*AIM OF THE EXERCISE:* Copy out all of the records below, swapping every "Target" for "Label" and changing nothing else. Leave the pictures out of your copy.

## start MATERIALS PROVIDED

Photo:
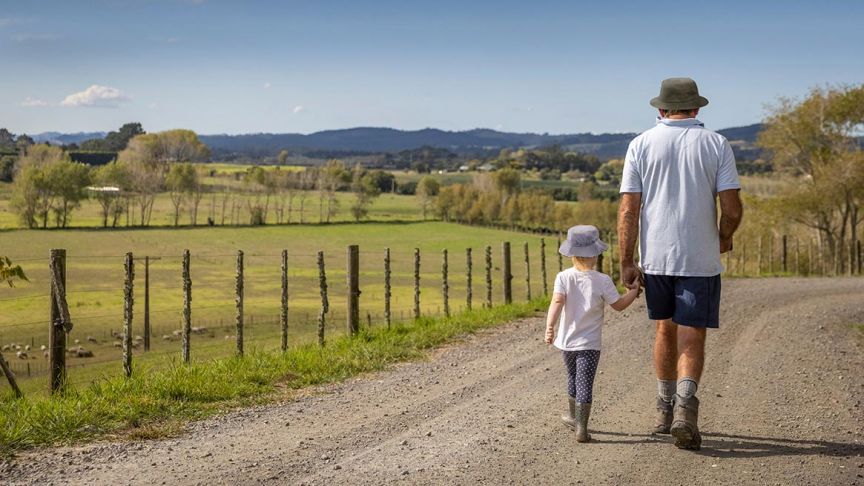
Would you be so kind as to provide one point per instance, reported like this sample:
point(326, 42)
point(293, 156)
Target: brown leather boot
point(570, 420)
point(664, 417)
point(685, 426)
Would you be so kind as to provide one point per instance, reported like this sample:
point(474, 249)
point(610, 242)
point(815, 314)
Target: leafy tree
point(9, 273)
point(113, 174)
point(427, 189)
point(818, 138)
point(365, 191)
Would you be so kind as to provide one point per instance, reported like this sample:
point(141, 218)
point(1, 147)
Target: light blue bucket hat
point(583, 241)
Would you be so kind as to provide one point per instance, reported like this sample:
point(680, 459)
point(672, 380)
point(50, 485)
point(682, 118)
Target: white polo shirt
point(585, 297)
point(679, 166)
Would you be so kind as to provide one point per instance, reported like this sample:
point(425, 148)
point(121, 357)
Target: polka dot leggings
point(581, 368)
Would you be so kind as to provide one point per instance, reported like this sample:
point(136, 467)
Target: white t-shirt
point(679, 166)
point(586, 295)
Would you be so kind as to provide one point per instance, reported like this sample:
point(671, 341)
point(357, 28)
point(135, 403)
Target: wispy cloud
point(97, 97)
point(33, 103)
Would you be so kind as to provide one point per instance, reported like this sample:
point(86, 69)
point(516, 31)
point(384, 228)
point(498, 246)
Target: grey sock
point(687, 387)
point(665, 389)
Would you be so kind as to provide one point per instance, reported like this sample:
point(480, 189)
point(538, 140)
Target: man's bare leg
point(665, 365)
point(691, 358)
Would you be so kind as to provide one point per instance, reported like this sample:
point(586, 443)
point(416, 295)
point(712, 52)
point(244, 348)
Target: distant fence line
point(61, 322)
point(761, 257)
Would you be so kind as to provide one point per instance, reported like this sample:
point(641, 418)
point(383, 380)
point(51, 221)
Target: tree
point(365, 190)
point(818, 138)
point(427, 189)
point(179, 181)
point(111, 175)
point(9, 273)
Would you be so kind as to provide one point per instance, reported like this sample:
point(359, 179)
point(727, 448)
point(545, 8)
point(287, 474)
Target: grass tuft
point(157, 403)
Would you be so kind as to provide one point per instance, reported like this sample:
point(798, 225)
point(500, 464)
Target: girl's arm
point(626, 299)
point(553, 316)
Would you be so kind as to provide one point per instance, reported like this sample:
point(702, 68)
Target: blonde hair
point(584, 263)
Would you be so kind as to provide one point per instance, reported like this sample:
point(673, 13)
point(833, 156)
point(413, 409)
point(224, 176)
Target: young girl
point(581, 292)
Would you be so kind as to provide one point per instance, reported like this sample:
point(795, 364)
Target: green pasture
point(95, 283)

## end MATERIALS PROVIDED

*THE RESULT:*
Photo:
Would you be so kind as to provide one point per instance, reported like this sample:
point(326, 42)
point(293, 156)
Label: brown leather boot
point(570, 420)
point(664, 417)
point(685, 426)
Would you be so kind as to provide one point per instance, reported like this sample:
point(474, 249)
point(610, 242)
point(815, 314)
Label: leafy tree
point(9, 273)
point(113, 174)
point(427, 189)
point(818, 138)
point(365, 191)
Would you be so kind as to provide one point per instance, reported like this sample:
point(141, 218)
point(1, 147)
Label: light blue bucket hat
point(583, 241)
Would you be so kind as to provide one point per instance, reported like this sample:
point(680, 459)
point(672, 380)
point(50, 485)
point(682, 118)
Label: white polo shirt
point(585, 297)
point(679, 166)
Would you be so kind as to provide one point per instance, reported like this sample:
point(425, 148)
point(121, 357)
Label: polka dot leggings
point(581, 368)
Would you be so kind as to provide one point per instance, reported like this sample:
point(136, 467)
Label: white t-shirt
point(679, 166)
point(586, 295)
Would you be so kind as to provide one point per instance, reported like this sample:
point(671, 341)
point(357, 28)
point(135, 403)
Label: wispy cloud
point(97, 97)
point(33, 103)
Would you be so kind as to provide one point per instance, reported like this sample:
point(86, 69)
point(516, 31)
point(384, 228)
point(498, 246)
Label: grey sock
point(687, 387)
point(665, 389)
Would you be so kind as to provide one point per instance, reported like this sample:
point(480, 189)
point(538, 140)
Label: man's bare leg
point(665, 365)
point(691, 358)
Would you be so kind as to provide one point per instance, reported like this sample:
point(586, 443)
point(416, 295)
point(712, 52)
point(244, 348)
Label: distant fence line
point(61, 322)
point(761, 257)
Would you be so kind as to provide one point per instance, reported like this sample:
point(641, 418)
point(383, 380)
point(51, 221)
Label: tree
point(365, 190)
point(818, 138)
point(427, 189)
point(179, 181)
point(111, 175)
point(9, 273)
Would you be so kind as to provide one point per instance, reported like this sample:
point(359, 179)
point(727, 448)
point(545, 8)
point(287, 474)
Label: grass tuft
point(157, 403)
Would you be so kind as to provide one point per instance, reported like this sample:
point(798, 225)
point(500, 464)
Label: girl's arm
point(626, 299)
point(553, 316)
Would you be so kind as to provide one point per instance, reported like this sample:
point(702, 68)
Label: blonde hair
point(584, 263)
Would you be so kind as to provide one point per instance, reported like this sample:
point(673, 13)
point(833, 156)
point(413, 409)
point(224, 176)
Label: young girl
point(581, 292)
Would you be so kind as to provide one point per instance, reported like this sample:
point(795, 364)
Label: green pasture
point(95, 283)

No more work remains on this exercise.